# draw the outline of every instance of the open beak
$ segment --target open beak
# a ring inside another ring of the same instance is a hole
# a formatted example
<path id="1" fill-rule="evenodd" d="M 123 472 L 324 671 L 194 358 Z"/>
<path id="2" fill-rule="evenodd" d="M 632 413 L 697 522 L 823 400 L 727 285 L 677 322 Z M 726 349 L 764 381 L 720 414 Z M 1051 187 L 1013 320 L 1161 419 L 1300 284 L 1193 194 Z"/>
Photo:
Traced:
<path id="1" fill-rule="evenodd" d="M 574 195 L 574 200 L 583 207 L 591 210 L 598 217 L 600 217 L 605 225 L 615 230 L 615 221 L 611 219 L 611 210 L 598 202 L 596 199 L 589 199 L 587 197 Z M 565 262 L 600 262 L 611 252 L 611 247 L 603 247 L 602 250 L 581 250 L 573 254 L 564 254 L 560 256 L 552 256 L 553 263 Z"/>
● ● ● ●
* EXERCISE AIM *
Render every line of the records above as a numbered list, omitting any blank lines.

* THE SOLUTION *
1. # draw the outline of every instance of the open beak
2. $ segment --target open beak
3. # a ring inside another ring of the same instance is a hole
4. # a formatted example
5. <path id="1" fill-rule="evenodd" d="M 123 472 L 324 671 L 194 358 Z"/>
6. <path id="2" fill-rule="evenodd" d="M 632 413 L 697 522 L 823 400 L 727 285 L 677 322 Z M 726 349 L 764 381 L 720 414 Z M 1051 187 L 1013 320 L 1161 419 L 1300 284 L 1193 194 Z"/>
7. Photo:
8. Traced:
9. <path id="1" fill-rule="evenodd" d="M 574 195 L 574 200 L 583 207 L 591 210 L 598 217 L 600 217 L 605 225 L 615 230 L 615 221 L 611 219 L 611 210 L 598 202 L 596 199 L 589 199 L 587 197 Z M 565 262 L 600 262 L 611 252 L 611 247 L 603 247 L 602 250 L 581 250 L 573 254 L 564 254 L 560 256 L 552 256 L 553 263 Z"/>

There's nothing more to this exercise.